**Passage:**
With Enabling Act II, the government circumvents the guarantees of Fidesz’s own Fundamental Law, which permits the suspension of laws only in cases initially allowed in the “cardinal” (requiring a two-third majority) Disaster Management Act.  Now the government can act, both on its own across a very broad landscape of vaguely defined powers inserted into this previously unproblematic law, which will not only make it harder to track the government’s actions but will also give Parliament no opportunity to intervene even if it objects.  In fact, given the broad wording of the new government power to suspend any “institution” or “activity,” one might well wonder whether this would give the government the power to suspend the Parliament itself.   

The End of the First Pandemic Emergency?

Enabling Act II is one of two draft bills on the Parliament’s agenda at the moment, and it would appear that the other draft bill – the one-page law – is much more straightforward. One of the two substantive paragraphs of the short bill repeals Enabling Act I, while the other calls on the government to end the state of danger introduced by a governmental decree three weeks prior to the Act.   In fact, the Parliament, under the terms of the Enabling Act, is not permitted to repeal the law while an emergency is ongoing, so all it can do is to plead with the government to end its emergency first.   The repeal of Enabling Act I is therefore done prospectively.   When Enabling Act I is repealed (if it finally is), then Enabling Act II can swoop in to turn the constitutional pandemic emergency into an extra-constitutional pandemic emergency.   This is not an improvement.

**Dataset:**

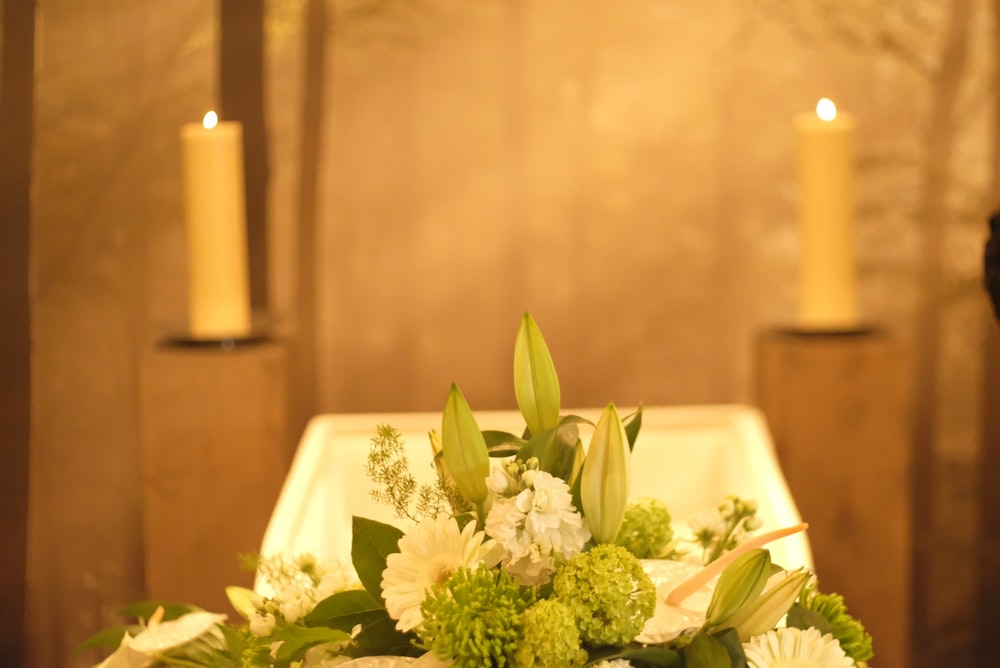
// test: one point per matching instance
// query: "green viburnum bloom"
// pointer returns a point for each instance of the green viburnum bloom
(646, 529)
(550, 638)
(475, 618)
(609, 593)
(850, 632)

**Directions:**
1 – Rewrite the paragraph beginning "Enabling Act II is one of two draft bills" from the passage on the Enabling Acts as a bulleted list, keeping its main facts.
2 – Write the next paragraph of the passage on the Enabling Acts, following on from its final sentence.

**Answers for each item:**
1 –
- Enabling Act II is one of two draft bills now on the Parliament's agenda. The other, a one-page law, appears much more straightforward.
- The short bill has two substantive paragraphs. One repeals Enabling Act I. The other calls on the government to end the state of danger introduced by a governmental decree three weeks before the Act.
- Under the Enabling Act's terms, Parliament may not repeal the law while an emergency is ongoing. It can only plead with the government to end the emergency first.
- The repeal of Enabling Act I is therefore prospective.
- Once Enabling Act I is repealed, if it finally is, Enabling Act II can turn the constitutional pandemic emergency into an extra-constitutional one. This is not an improvement.

2 –
The short act purporting to repeal Enabling Act I then reverses the usual relationship between government and Parliament.  With this bill the government proposes to itself through the Parliament to end the ongoing state of emergency.  As the Hungarian Helsinki Committee, the Hungarian Civil Liberties Union and Amnesty International Hungary rightly pointed out in their joint statement, this paradoxical short law reveals that in Viktor Orbán’s illiberal autocracy it is not the Parliament which has its own government, but rather the unbound executive which has its own pet Parliament.  As a result, the short law repealing Enabling Act I can only come into force when the government is ready to call the present emergency to an end.  We suspect it will do so only when it has created a new structure under the emergency powers provided for in Enabling Act II. So when the government will claim – as it no doubt will – that the Parliament has already repealed Enabling Act I when this law is passed, that will be false.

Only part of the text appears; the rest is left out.